What the task requires: Rewrite the lines below as a numbered list, starting at the first line and ending at the one that contains "negative clicks: (108, 260)". Leave out any blank lines.

Input:

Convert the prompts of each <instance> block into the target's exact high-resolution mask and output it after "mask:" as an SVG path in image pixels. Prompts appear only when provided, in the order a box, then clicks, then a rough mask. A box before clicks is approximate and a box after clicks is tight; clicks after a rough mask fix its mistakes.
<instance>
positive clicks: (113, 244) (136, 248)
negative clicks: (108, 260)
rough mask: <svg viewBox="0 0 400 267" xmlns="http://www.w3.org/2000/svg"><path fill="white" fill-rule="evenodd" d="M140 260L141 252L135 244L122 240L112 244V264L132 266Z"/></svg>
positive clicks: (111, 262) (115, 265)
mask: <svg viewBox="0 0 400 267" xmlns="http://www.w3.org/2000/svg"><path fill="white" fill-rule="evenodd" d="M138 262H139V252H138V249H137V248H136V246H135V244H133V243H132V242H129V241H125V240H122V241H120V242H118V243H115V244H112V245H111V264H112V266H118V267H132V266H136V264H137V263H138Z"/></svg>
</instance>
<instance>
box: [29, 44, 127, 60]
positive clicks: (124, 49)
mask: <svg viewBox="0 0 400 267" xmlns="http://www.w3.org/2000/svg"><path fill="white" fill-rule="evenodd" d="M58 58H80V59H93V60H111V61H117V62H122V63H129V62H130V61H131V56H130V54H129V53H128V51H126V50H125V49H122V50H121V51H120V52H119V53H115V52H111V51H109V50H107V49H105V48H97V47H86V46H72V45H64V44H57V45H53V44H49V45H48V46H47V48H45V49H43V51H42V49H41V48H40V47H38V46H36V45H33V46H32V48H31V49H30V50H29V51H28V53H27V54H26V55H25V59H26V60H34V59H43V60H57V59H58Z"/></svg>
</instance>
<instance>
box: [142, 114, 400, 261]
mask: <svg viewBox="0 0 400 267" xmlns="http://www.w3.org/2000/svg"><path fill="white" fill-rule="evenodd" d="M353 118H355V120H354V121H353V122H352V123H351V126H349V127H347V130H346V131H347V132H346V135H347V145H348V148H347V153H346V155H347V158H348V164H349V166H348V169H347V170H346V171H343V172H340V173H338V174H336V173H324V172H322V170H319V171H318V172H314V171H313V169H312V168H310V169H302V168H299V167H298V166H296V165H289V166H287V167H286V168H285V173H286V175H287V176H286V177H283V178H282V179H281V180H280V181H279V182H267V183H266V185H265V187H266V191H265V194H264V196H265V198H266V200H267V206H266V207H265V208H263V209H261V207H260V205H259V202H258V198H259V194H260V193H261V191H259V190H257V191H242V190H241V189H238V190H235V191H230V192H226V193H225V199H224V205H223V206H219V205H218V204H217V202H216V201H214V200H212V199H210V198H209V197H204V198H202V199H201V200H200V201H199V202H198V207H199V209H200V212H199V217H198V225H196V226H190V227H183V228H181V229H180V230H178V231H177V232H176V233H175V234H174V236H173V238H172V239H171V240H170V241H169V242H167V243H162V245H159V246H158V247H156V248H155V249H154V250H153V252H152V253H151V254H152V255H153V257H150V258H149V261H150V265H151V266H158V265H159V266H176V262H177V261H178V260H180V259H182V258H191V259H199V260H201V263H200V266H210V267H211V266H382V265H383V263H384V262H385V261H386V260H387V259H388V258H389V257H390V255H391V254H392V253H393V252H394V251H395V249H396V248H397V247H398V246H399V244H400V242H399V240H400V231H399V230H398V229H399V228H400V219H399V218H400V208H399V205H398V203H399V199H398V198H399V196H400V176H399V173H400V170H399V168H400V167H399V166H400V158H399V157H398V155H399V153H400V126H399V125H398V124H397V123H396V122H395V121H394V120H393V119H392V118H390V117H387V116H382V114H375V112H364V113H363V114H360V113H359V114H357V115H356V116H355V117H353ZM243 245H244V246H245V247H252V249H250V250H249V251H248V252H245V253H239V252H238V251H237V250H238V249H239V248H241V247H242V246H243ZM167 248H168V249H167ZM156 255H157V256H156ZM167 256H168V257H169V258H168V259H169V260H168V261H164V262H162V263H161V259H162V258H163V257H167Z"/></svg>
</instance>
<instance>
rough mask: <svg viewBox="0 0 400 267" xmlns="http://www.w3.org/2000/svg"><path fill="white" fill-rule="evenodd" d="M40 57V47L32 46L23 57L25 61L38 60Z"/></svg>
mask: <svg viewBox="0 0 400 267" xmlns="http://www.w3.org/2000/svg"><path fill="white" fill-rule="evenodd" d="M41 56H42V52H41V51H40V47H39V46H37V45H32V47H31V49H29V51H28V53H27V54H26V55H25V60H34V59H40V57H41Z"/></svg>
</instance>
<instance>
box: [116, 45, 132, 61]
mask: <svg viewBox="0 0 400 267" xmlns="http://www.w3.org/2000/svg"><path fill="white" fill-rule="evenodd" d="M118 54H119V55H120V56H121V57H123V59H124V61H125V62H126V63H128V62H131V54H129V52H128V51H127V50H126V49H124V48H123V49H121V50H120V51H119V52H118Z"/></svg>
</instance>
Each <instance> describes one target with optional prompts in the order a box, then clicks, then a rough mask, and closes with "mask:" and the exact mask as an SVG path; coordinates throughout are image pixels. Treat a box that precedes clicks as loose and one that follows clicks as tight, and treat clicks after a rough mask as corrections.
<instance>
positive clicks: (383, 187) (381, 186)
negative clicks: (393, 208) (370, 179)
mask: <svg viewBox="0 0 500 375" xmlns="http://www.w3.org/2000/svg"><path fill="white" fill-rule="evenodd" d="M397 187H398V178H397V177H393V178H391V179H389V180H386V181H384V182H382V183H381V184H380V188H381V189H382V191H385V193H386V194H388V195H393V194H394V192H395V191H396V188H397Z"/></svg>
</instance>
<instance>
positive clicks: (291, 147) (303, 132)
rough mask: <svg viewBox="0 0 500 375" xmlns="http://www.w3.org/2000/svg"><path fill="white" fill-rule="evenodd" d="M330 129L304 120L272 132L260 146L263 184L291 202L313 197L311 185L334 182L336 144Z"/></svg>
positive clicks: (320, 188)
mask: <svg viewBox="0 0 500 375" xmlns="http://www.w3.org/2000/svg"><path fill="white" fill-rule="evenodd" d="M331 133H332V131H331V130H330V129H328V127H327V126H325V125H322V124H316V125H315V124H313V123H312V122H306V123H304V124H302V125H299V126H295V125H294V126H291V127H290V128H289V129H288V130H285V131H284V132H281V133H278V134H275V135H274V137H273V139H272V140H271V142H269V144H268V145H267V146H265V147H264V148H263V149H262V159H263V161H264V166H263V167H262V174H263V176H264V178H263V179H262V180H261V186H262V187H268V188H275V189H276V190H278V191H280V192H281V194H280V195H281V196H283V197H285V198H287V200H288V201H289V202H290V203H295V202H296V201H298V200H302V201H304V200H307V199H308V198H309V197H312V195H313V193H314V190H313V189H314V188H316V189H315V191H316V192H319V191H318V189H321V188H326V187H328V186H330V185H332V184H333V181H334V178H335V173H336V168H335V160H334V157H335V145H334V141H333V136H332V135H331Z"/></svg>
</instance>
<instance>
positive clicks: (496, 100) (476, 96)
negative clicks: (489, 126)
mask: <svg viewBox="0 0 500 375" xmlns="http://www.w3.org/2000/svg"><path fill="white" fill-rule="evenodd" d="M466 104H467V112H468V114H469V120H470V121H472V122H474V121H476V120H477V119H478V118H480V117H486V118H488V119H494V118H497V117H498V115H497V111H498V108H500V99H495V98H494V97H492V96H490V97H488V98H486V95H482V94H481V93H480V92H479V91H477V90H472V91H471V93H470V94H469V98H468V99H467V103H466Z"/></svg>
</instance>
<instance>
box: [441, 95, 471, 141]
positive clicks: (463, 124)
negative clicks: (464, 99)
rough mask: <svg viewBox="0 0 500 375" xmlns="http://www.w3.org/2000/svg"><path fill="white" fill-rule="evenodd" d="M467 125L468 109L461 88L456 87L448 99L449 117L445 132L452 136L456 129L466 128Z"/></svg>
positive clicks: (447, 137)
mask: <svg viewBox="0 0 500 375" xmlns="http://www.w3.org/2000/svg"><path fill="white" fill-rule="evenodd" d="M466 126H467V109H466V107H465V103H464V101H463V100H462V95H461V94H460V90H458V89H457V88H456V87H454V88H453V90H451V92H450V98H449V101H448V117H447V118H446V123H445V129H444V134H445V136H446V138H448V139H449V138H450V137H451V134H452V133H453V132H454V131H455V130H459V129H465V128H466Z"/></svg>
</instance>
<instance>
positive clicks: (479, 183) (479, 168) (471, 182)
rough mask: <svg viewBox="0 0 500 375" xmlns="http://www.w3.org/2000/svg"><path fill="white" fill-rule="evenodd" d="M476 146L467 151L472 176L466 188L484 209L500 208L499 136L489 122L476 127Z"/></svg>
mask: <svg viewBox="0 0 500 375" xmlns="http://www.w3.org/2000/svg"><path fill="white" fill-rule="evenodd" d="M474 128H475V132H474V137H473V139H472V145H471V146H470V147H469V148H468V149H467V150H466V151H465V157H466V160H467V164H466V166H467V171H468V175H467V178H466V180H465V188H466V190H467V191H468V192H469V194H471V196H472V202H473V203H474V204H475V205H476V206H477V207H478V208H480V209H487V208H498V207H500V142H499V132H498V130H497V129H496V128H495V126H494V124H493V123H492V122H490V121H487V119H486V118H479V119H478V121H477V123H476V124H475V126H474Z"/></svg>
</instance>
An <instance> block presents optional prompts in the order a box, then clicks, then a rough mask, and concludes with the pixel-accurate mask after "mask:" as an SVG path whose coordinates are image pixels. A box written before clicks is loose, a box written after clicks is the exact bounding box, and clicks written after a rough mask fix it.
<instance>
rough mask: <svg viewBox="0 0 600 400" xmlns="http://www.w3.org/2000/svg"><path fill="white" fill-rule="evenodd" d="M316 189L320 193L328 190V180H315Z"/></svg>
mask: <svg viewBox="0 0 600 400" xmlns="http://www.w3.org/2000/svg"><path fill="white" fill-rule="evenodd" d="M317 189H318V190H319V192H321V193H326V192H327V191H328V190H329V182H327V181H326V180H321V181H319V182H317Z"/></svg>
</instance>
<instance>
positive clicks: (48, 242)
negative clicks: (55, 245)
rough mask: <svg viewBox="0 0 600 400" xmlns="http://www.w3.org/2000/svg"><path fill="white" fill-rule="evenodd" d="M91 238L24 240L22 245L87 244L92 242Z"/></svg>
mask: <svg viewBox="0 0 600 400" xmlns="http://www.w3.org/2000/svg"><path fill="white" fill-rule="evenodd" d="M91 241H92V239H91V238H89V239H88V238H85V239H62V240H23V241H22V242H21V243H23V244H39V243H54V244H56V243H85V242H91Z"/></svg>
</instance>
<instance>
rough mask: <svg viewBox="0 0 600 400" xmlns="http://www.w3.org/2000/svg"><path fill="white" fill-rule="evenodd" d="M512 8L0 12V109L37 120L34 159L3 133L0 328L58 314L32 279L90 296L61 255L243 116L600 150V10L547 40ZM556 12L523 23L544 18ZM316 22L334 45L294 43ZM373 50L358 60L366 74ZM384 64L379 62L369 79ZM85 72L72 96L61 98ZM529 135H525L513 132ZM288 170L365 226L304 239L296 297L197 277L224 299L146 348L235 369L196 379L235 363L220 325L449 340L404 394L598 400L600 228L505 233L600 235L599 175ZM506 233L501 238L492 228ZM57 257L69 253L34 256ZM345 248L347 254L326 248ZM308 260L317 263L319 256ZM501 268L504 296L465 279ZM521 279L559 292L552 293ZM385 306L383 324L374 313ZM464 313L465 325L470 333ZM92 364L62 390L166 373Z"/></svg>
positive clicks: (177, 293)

Response to the task:
1. Convert the prompts of each <instance> block into the target's exact high-resolution mask and output it after "mask:" as an SVG path in image pixels. Prompts appear only when provided, in the order a box, then clicks, then a rough mask. A box before clicks is approximate and a box after clicks is tight; clicks after a rough mask fix its mistakes.
2. <instance>
3. positive clicks: (113, 244) (136, 248)
4. negative clicks: (108, 260)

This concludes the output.